# REQUIRED WORK
Replace "top-left corner" with "upper-left corner" everywhere in the records below, and return them with nothing else changed.

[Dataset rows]
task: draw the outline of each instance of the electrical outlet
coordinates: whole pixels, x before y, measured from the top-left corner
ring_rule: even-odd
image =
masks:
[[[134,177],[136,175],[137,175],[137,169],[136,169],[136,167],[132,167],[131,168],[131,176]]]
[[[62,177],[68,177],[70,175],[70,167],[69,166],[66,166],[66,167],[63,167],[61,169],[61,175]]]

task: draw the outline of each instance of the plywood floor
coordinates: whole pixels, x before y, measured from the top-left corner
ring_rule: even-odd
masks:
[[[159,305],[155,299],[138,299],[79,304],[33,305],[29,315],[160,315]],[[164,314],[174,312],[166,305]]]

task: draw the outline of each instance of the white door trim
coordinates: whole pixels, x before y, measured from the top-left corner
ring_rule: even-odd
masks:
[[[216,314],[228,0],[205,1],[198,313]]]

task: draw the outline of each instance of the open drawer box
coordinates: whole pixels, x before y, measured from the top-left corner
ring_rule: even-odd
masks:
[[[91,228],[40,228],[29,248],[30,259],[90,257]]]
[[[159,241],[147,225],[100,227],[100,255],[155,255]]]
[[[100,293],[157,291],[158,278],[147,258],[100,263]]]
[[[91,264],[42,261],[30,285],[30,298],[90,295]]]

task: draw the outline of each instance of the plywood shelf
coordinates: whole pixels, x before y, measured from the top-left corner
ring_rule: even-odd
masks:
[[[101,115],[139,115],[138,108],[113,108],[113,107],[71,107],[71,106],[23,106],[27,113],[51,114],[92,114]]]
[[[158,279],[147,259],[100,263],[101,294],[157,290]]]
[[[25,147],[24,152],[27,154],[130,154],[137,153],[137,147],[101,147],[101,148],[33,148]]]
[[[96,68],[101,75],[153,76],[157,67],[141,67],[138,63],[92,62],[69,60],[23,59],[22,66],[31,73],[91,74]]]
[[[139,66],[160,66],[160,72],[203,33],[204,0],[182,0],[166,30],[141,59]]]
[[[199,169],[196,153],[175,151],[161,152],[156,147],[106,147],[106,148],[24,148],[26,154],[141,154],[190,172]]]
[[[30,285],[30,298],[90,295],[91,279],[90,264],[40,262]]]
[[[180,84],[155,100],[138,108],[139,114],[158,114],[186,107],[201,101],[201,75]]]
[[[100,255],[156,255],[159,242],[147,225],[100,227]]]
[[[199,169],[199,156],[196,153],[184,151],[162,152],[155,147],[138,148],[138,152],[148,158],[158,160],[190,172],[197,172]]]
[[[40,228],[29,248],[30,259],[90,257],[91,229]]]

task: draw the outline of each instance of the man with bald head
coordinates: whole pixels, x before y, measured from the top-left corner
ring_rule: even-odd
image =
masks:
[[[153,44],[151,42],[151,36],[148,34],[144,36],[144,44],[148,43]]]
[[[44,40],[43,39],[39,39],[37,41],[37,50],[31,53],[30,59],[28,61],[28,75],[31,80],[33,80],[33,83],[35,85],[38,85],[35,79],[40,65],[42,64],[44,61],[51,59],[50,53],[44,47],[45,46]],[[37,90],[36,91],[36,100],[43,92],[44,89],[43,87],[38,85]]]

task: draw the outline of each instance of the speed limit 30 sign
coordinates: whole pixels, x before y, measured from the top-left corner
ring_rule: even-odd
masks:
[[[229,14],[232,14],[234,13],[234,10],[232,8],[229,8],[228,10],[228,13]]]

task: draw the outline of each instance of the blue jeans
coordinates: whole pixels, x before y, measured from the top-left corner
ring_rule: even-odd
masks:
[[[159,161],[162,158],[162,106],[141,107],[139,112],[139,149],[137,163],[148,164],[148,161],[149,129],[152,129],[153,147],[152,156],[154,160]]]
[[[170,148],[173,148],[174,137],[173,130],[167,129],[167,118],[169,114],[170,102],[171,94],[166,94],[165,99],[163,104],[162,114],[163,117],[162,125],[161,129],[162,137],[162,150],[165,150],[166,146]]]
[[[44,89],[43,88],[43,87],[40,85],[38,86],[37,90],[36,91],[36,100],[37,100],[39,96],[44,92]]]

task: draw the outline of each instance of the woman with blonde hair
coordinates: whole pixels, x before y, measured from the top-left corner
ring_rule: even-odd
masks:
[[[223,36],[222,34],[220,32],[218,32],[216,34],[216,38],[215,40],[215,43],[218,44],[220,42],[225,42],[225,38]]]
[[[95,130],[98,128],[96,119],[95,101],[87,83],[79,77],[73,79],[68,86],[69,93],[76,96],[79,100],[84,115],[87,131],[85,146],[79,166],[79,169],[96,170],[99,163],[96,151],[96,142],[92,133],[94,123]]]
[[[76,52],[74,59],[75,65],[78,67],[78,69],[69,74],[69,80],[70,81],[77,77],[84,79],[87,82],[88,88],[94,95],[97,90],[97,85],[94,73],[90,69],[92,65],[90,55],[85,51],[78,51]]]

# ANSWER TO THIS TASK
task: draw the outline of each instance of the electrical outlet
coordinates: whole pixels, x before y, measured from the upper-left corner
ring_rule: even-odd
image =
masks:
[[[134,177],[136,175],[137,175],[137,169],[136,169],[136,167],[132,167],[131,168],[131,176]]]
[[[62,177],[68,177],[70,175],[70,167],[69,166],[66,166],[66,167],[63,167],[61,169],[61,175]]]

task: draw the outline of each instance of the plywood floor
coordinates: whole pixels, x before y, measured from the upper-left corner
ring_rule: even-odd
masks:
[[[159,305],[155,299],[138,299],[79,304],[33,305],[29,315],[160,315]],[[164,314],[174,312],[166,305]]]

task: draw the outline of each instance of the white door trim
coordinates: whole pixels, x before y, measured from the upper-left corner
ring_rule: even-odd
masks:
[[[216,314],[228,0],[205,1],[198,313]]]

task: draw the outline of each instance of the open drawer box
coordinates: whole pixels, x before y, measured from the upper-left corner
ring_rule: even-odd
masks:
[[[91,228],[40,228],[29,248],[30,259],[90,257]]]
[[[159,241],[147,225],[100,227],[100,255],[155,255]]]
[[[100,293],[157,291],[158,278],[147,258],[100,263]]]
[[[91,264],[42,261],[30,285],[30,298],[90,295]]]

task: draw the outline of each instance of the plywood shelf
coordinates: whole pixels, x before y, measured from the upper-left corner
ring_rule: even-odd
masks:
[[[101,115],[139,115],[138,108],[113,108],[113,107],[71,107],[71,106],[23,106],[27,113],[51,114],[92,114]]]
[[[158,279],[147,259],[100,263],[101,294],[157,290]]]
[[[25,147],[24,152],[27,154],[130,154],[137,153],[137,147],[101,147],[101,148],[33,148]]]
[[[96,68],[101,75],[153,76],[157,67],[141,67],[138,63],[92,62],[69,60],[23,59],[22,66],[31,73],[91,74]]]
[[[139,66],[160,66],[160,72],[203,33],[204,0],[182,0],[166,30],[141,59]]]
[[[199,169],[196,153],[175,151],[161,152],[156,147],[106,147],[106,148],[24,148],[26,154],[141,154],[190,172]]]
[[[30,285],[30,298],[90,295],[91,279],[90,264],[40,262]]]
[[[180,84],[155,100],[138,108],[139,114],[158,114],[186,107],[201,101],[201,75]]]
[[[100,255],[156,255],[159,242],[147,225],[100,227]]]
[[[199,169],[199,156],[196,153],[184,151],[162,152],[155,147],[138,148],[138,152],[148,158],[158,160],[190,172],[197,172]]]
[[[40,228],[29,248],[30,259],[90,257],[91,229]]]

task: draw the outline of each instance of the man with bald head
coordinates: whole pixels, x before y, measured from the upper-left corner
ring_rule: even-odd
image =
masks:
[[[153,44],[151,42],[151,36],[148,34],[144,36],[144,44],[148,43]]]
[[[44,40],[43,39],[39,39],[37,41],[37,50],[31,53],[30,59],[28,61],[28,75],[31,80],[33,80],[33,83],[35,85],[38,85],[35,79],[40,65],[42,64],[44,61],[51,59],[50,53],[44,47],[45,46]],[[37,90],[36,91],[36,100],[43,92],[44,89],[43,87],[38,85]]]

task: draw the outline of each instance of the speed limit 30 sign
coordinates: whole pixels, x before y, measured from the upper-left corner
ring_rule: even-odd
masks:
[[[229,14],[232,14],[234,13],[234,10],[232,8],[229,8],[228,10],[228,13]]]

task: draw the outline of each instance of the blue jeans
coordinates: whole pixels, x before y, measured from the upper-left corner
ring_rule: even-odd
masks:
[[[159,161],[162,158],[162,106],[141,107],[139,112],[139,149],[137,163],[148,164],[148,161],[149,129],[152,129],[153,147],[152,156],[154,160]]]
[[[170,148],[173,148],[174,137],[173,130],[167,129],[167,118],[169,114],[170,102],[171,94],[166,94],[165,99],[163,104],[162,114],[163,117],[162,125],[161,129],[162,137],[162,150],[165,150],[166,146]]]
[[[44,89],[43,88],[43,87],[40,85],[38,86],[37,90],[36,91],[36,100],[37,100],[39,96],[44,92]]]

task: draw the outline of each instance of the woman with blonde hair
coordinates: whole pixels, x before y, measured from the upper-left corner
ring_rule: even-odd
masks:
[[[223,36],[222,34],[220,32],[218,32],[216,34],[216,38],[215,40],[215,43],[218,44],[220,42],[225,42],[225,38]]]
[[[95,130],[98,128],[96,119],[95,101],[87,83],[79,77],[73,79],[68,86],[69,93],[76,96],[79,100],[84,115],[87,131],[85,146],[79,166],[79,169],[96,170],[99,163],[96,151],[96,142],[92,133],[94,123]]]
[[[76,52],[74,59],[75,65],[78,67],[78,69],[69,74],[69,80],[70,81],[77,77],[84,79],[87,82],[88,88],[94,95],[97,90],[97,85],[94,73],[90,69],[92,65],[90,55],[85,51],[78,51]]]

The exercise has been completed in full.